— START OF Extracted records —

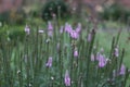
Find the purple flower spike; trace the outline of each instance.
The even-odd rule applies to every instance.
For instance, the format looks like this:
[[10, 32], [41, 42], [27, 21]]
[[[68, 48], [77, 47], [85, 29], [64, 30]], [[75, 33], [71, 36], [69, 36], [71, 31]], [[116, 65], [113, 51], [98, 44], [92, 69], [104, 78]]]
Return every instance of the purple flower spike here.
[[115, 54], [115, 57], [117, 57], [117, 58], [119, 57], [119, 49], [118, 49], [118, 47], [115, 48], [114, 54]]
[[77, 50], [74, 51], [74, 57], [75, 57], [75, 58], [78, 57], [78, 51], [77, 51]]
[[89, 33], [87, 40], [90, 42], [91, 39], [92, 39], [92, 35], [91, 35], [91, 33]]
[[48, 23], [48, 29], [49, 29], [49, 30], [53, 30], [53, 26], [52, 26], [52, 23], [51, 23], [51, 22]]
[[52, 36], [53, 36], [53, 32], [52, 32], [52, 30], [49, 30], [49, 32], [48, 32], [48, 36], [49, 36], [49, 37], [52, 37]]
[[125, 75], [125, 73], [126, 73], [126, 66], [125, 66], [123, 64], [121, 64], [119, 74], [120, 74], [120, 75]]
[[73, 27], [68, 23], [66, 23], [65, 24], [65, 32], [68, 33], [68, 34], [70, 34], [72, 30], [73, 30]]
[[48, 67], [52, 66], [52, 57], [49, 58], [48, 62], [46, 63], [46, 66]]
[[104, 67], [107, 63], [107, 59], [104, 58], [104, 55], [102, 55], [101, 53], [99, 54], [98, 61], [99, 61], [99, 67]]
[[94, 54], [91, 54], [91, 61], [95, 61]]
[[39, 29], [39, 30], [38, 30], [38, 33], [39, 33], [39, 34], [42, 34], [42, 33], [43, 33], [43, 30], [42, 30], [42, 29]]
[[30, 28], [29, 28], [28, 25], [25, 26], [25, 33], [27, 33], [28, 35], [29, 35], [29, 33], [30, 33]]
[[80, 33], [80, 32], [81, 32], [81, 24], [80, 24], [80, 23], [78, 23], [78, 26], [77, 26], [77, 28], [76, 28], [76, 32], [77, 32], [77, 33]]
[[77, 32], [73, 30], [73, 32], [70, 33], [70, 37], [74, 38], [74, 39], [78, 39], [79, 34], [78, 34]]
[[60, 28], [60, 33], [63, 34], [63, 32], [64, 32], [64, 27], [61, 26], [61, 28]]
[[68, 71], [65, 73], [65, 78], [64, 78], [65, 86], [70, 86], [70, 77], [68, 74]]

— END OF Extracted records —

* [Short task] Reproduce the lines above verbatim, from the start of the items through the line containing "Return every instance", and leave the pictures out of your answer.

* [Result of this exercise]
Find the purple flower spike; trace the outline of each instance.
The even-odd rule applies to every instance.
For instance, the format looks like this:
[[10, 32], [41, 42], [27, 21]]
[[[68, 48], [77, 47], [85, 29], [64, 30]], [[75, 33], [71, 36], [69, 36], [71, 31]], [[116, 65], [113, 51], [98, 44], [92, 69], [104, 78]]]
Return every instance of the purple flower spike here.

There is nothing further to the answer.